PROBLEM 1: Edit the passage of the article on child sex offence convictions that begins at the words "The figures show" and stops after "a similar level.", changing "a quarter" to "one quarter".
PROBLEM 2: According to the article on child sex offence convictions, how many of the child victims recorded during 2010/11 were girls?

SELECTED EXCERPT:

________________

Less than 10 per cent of child sex offences result in conviction

By Joe Lepper

| 04 April 2012

Around 400 sexual offences against children are reported to police each week but less than one in ten result in a conviction, according to figures obtained by the NSPCC.

A fifth of reported child sexual offences were against children aged under 11. Image: Phil Adams

The children’s charity gathered statistics related to sex crimes from all 43 English and Welsh police forces and found one in three were committed against children.

Of the 23,097 child victims of reported sexual offences recorded during 2010/11, a fifth were under 11 and 1,500 were five or younger. The majority of child victims (19,790) were girls.

The figures show 426 child victims had previously been victims of reported sexual offences, but these figures are likely to be much higher as only a third of forces were able to supply this information.

This is the fourth year that the NSPCC has collected figures on sexual offences against children. Over that time the number of convictions has risen by a quarter but the number of reported offences has remained at a similar level.

Jon Brown, head of the NSPCC’s sexual abuse programme, called for more detailed research into the low level of convictions among reported perpetrators of sexual offences against children.

He said: "The police are doing their best to bring prosecutions but we need to understand why there is such a huge disparity between the two figures. The fact there are repeat offences against some of the children also shows not all are just one-off incidents."

He added that the NSPCC is using information and statistics from the police to tailor its treatment services to children of different ages.

But said: "We can’t tackle this problem by ourselves. It requires a major effort from government and the public to give children the protection they need and to provide more therapeutic programmes so the young victims of abuse can start to rebuild their lives."

________________

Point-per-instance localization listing
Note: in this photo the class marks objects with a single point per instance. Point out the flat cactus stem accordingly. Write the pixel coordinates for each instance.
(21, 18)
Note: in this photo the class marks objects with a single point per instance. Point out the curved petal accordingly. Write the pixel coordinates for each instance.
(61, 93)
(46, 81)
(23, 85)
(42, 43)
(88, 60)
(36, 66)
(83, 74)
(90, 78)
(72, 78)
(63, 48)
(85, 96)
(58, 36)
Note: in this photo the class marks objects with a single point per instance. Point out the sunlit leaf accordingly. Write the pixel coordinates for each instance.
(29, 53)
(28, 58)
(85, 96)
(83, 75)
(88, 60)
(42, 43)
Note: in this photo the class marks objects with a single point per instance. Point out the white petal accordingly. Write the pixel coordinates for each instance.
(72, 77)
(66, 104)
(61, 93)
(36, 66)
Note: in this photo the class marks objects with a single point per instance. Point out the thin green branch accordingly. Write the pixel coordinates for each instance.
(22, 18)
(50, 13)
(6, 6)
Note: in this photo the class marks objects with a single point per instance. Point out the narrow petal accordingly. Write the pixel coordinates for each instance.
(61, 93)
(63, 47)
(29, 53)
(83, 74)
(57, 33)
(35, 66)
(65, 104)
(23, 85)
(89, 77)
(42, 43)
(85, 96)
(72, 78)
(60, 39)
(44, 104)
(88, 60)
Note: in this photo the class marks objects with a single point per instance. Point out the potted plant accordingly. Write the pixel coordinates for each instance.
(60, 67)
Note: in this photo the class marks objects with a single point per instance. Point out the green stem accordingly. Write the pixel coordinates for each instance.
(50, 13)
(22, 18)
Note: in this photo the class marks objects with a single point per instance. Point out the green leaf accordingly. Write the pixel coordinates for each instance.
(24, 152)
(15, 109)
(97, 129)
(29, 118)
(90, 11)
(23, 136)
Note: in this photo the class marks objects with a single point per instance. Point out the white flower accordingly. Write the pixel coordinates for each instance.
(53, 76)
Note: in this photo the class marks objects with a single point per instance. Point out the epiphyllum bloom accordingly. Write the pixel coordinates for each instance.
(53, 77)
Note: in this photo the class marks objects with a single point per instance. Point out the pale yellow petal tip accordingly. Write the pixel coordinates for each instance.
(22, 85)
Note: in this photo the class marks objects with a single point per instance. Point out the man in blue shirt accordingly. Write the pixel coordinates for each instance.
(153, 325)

________________

EXERCISE OUTPUT 1:
The figures show 426 child victims had previously been victims of reported sexual offences, but these figures are likely to be much higher as only a third of forces were able to supply this information.

This is the fourth year that the NSPCC has collected figures on sexual offences against children. Over that time the number of convictions has risen by one quarter but the number of reported offences has remained at a similar level.

EXERCISE OUTPUT 2: 19,790